Quoted passage:
::::::::

If you were injured while riding and another driver was at fault, the law is on your side, but insurers do not come in neutral on Jefferson County motorcycle claims. We represent a range of Golden riders and families who come to us after crashes on these specific corridors.

We represent

  • Motorcyclists struck by drivers on the I-70 mountain corridor west of Golden, including rear-end and run-off-road crashes in the canyon segment with steep grades and limited sight distances
  • Riders involved in merge and lane-change conflicts on US-6 (6th Avenue) between Golden and Denver's west side, including crashes at the I-70 and US-6 interchange near Golden
  • Riders hurt on SH-93 (the Black Hawk corridor) in head-on or run-off-road crashes on the two-lane foothills route north of Golden toward Black Hawk and Central City
  • Families of riders killed in Jefferson County fatal motorcycle crashes, including wrongful death claims filed in the 1st Judicial District
  • Riders pursuing UM/UIM claims under their own policy when the at-fault driver was uninsured or carried minimum limits that do not cover a serious crash
  • Passengers injured on motorcycles operated by third parties in Golden or on its surrounding Jefferson County corridors

Cases we do not accept

  • Riders found 50 percent or more at fault under Colorado's modified comparative negligence rule, where recovery is barred entirely (C.R.S. 13-21-111)
  • Claims filed after Colorado's three-year motor vehicle filing deadline (C.R.S. 13-80-101(1)(n)) without a valid exception
  • Incidents involving only property damage to the motorcycle with no documented physical injury

We tell you exactly where you stand in the free review. If your case has a fundamental barrier, you hear that early at no cost and no obligation.

::::::::

Exercises to complete:
(a) Please list every highway the motorcycle claims text names by route number.
(b) Using the motorcycle claims text, explain why the firm turns away riders found 50 percent or more at fault.
(c) Extend the motorcycle claims text past its final sentence.
The records that follow the text come from a different source.

Data shown:

::::::::

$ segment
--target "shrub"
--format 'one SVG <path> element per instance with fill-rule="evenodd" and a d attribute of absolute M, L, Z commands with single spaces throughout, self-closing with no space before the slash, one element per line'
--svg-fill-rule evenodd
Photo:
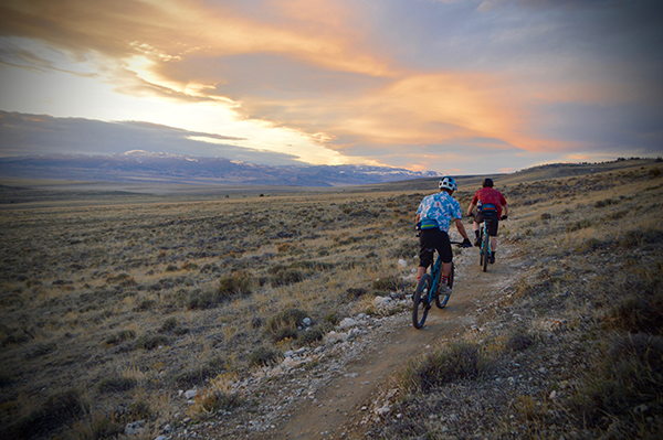
<path fill-rule="evenodd" d="M 220 389 L 213 389 L 204 393 L 199 401 L 200 409 L 207 414 L 213 414 L 218 411 L 231 411 L 234 408 L 242 406 L 242 399 L 231 393 L 222 391 Z"/>
<path fill-rule="evenodd" d="M 245 272 L 236 272 L 219 280 L 219 299 L 229 300 L 236 296 L 251 294 L 251 277 Z"/>
<path fill-rule="evenodd" d="M 627 230 L 621 239 L 621 246 L 628 249 L 646 246 L 660 245 L 663 243 L 663 230 L 657 229 L 631 229 Z"/>
<path fill-rule="evenodd" d="M 177 329 L 177 319 L 171 316 L 164 321 L 164 324 L 161 324 L 161 328 L 159 328 L 158 332 L 167 333 L 173 331 L 175 329 Z"/>
<path fill-rule="evenodd" d="M 311 345 L 315 342 L 322 341 L 323 337 L 325 337 L 326 333 L 327 333 L 327 329 L 324 325 L 316 325 L 316 326 L 308 329 L 305 332 L 302 332 L 298 341 L 303 345 Z"/>
<path fill-rule="evenodd" d="M 83 403 L 77 391 L 59 393 L 49 397 L 40 409 L 11 426 L 10 434 L 18 439 L 49 437 L 54 430 L 76 420 L 83 411 Z"/>
<path fill-rule="evenodd" d="M 140 337 L 138 341 L 136 341 L 136 346 L 138 348 L 145 348 L 145 350 L 155 350 L 157 348 L 159 345 L 168 345 L 170 341 L 168 340 L 168 337 L 162 336 L 162 335 L 156 335 L 156 336 L 143 336 Z"/>
<path fill-rule="evenodd" d="M 301 270 L 292 268 L 281 268 L 272 272 L 270 282 L 272 286 L 290 286 L 304 280 L 304 273 Z"/>
<path fill-rule="evenodd" d="M 282 354 L 275 350 L 261 346 L 249 355 L 250 366 L 270 366 L 276 364 Z"/>
<path fill-rule="evenodd" d="M 107 377 L 97 385 L 99 393 L 128 391 L 136 386 L 137 382 L 129 377 Z"/>
<path fill-rule="evenodd" d="M 367 293 L 367 290 L 360 287 L 350 287 L 346 290 L 348 298 L 355 300 L 357 298 L 361 298 Z"/>
<path fill-rule="evenodd" d="M 401 277 L 389 276 L 379 278 L 373 281 L 373 289 L 382 292 L 393 292 L 406 290 L 408 288 L 406 281 Z"/>
<path fill-rule="evenodd" d="M 591 226 L 591 222 L 588 219 L 581 219 L 567 226 L 567 232 L 572 233 L 580 229 L 586 229 Z"/>
<path fill-rule="evenodd" d="M 116 345 L 123 342 L 136 339 L 136 332 L 133 330 L 122 330 L 106 340 L 106 344 Z"/>
<path fill-rule="evenodd" d="M 429 353 L 403 373 L 402 383 L 425 393 L 441 385 L 476 379 L 488 373 L 490 363 L 475 344 L 452 343 L 446 350 Z"/>

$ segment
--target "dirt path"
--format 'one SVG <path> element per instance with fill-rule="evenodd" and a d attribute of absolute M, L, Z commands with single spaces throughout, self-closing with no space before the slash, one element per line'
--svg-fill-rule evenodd
<path fill-rule="evenodd" d="M 453 339 L 476 321 L 483 302 L 509 285 L 522 271 L 504 246 L 502 260 L 482 272 L 476 251 L 456 257 L 456 282 L 449 304 L 431 309 L 422 330 L 415 330 L 411 315 L 403 314 L 389 333 L 376 337 L 361 358 L 346 366 L 347 373 L 332 380 L 316 400 L 299 407 L 296 414 L 270 437 L 273 439 L 340 439 L 350 433 L 348 427 L 372 409 L 378 395 L 389 388 L 392 375 L 409 359 L 430 350 L 439 340 Z M 364 409 L 362 409 L 364 408 Z"/>

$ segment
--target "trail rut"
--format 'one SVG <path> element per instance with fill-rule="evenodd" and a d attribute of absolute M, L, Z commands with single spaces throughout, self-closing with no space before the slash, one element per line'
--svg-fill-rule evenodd
<path fill-rule="evenodd" d="M 456 282 L 449 304 L 431 309 L 422 330 L 415 330 L 411 314 L 399 316 L 398 324 L 373 340 L 361 357 L 346 365 L 346 373 L 334 378 L 315 400 L 302 404 L 272 439 L 340 439 L 350 436 L 352 426 L 373 407 L 381 391 L 393 388 L 394 374 L 410 359 L 424 354 L 441 340 L 452 340 L 476 322 L 482 302 L 513 282 L 522 265 L 509 256 L 507 246 L 502 259 L 481 271 L 476 251 L 456 257 Z"/>

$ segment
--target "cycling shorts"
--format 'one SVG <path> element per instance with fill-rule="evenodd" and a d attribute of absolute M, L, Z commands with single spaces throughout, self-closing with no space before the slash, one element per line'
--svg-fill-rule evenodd
<path fill-rule="evenodd" d="M 499 218 L 497 217 L 497 213 L 495 213 L 495 212 L 490 213 L 490 212 L 482 211 L 474 216 L 474 222 L 481 224 L 486 218 L 492 221 L 492 222 L 488 222 L 488 235 L 491 237 L 497 236 L 497 226 L 499 226 Z"/>
<path fill-rule="evenodd" d="M 428 268 L 433 262 L 433 250 L 442 256 L 442 262 L 451 262 L 453 254 L 451 251 L 451 243 L 449 243 L 449 235 L 441 230 L 435 229 L 421 229 L 419 234 L 419 266 Z"/>

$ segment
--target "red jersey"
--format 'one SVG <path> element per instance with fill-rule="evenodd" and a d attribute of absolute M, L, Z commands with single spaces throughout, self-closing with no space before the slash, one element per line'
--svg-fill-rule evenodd
<path fill-rule="evenodd" d="M 502 206 L 506 205 L 506 198 L 502 193 L 493 187 L 482 187 L 472 198 L 472 204 L 485 205 L 491 203 L 497 207 L 497 216 L 502 217 Z"/>

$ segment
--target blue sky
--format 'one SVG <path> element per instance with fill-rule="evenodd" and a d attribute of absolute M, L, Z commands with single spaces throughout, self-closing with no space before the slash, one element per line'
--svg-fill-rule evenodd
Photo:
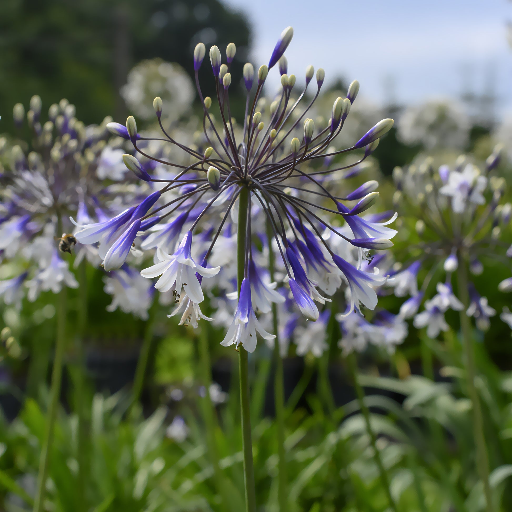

::::::::

Responses:
(a) I-70, US-6 (6th Avenue), SH-93

(b) Under Colorado's modified comparative negligence rule (C.R.S. 13-21-111), a rider found 50 percent or more at fault is barred from any recovery.

(c)
The law that governs your case

Colorado motorcycle law decoded for Golden riders

Colorado's motorcycle statutes changed in 2024 and they shape what an insurer can argue against you after a crash on Golden's corridors. Knowing these rules before you talk to an adjuster changes the conversation entirely.

  1. Helmet law: C.R.S. 42-4-1502

    Colorado requires a DOT-compliant helmet only for riders and passengers under 18. Adult riders 18 and older may legally ride without one. That legal right does not protect you from an insurer arguing you failed to mitigate your injuries by going without a helmet on I-70 or SH-93. We fight that argument directly, because a lawful personal choice is not a basis to cut your recovery.

  2. Eye protection: C.R.S. 42-4-232

    Every rider and passenger in Colorado must wear eye protection regardless of age: glasses, goggles, or a face shield. A motorcycle equipped with a windscreen of adequate height and optical quality is an alternative. A violation is a Class A traffic infraction, and an adjuster will cite it as evidence you contributed to the severity of your injuries. On Golden's routes where road debris from the I-70 canyon or loose gravel from SH-93's mountain surface can reach a rider, eye protection compliance is more than a legal checkbox. We address any citation head on.

  3. Lane filtering: C.R.S. 42-4-1503 (SB24-079, effective August 7, 2024)

    Lane filtering became legal in Colorado on August 7, 2024, but only under narrow conditions: traffic must be completely stopped, not merely slow; the motorcycle must travel at 15 mph or less; the road must have at least two adjacent same-direction lanes; and the rider must not exceed the posted speed limit. Lane splitting, riding between lanes of moving traffic at speed, remains illegal. On US-6 stop-and-go commuter segments near Golden and at I-70 backup points near the Golden interchange, this distinction is frequently at issue. We document speed, traffic conditions, and lane configuration to prove legal filtering when an insurer argues otherwise.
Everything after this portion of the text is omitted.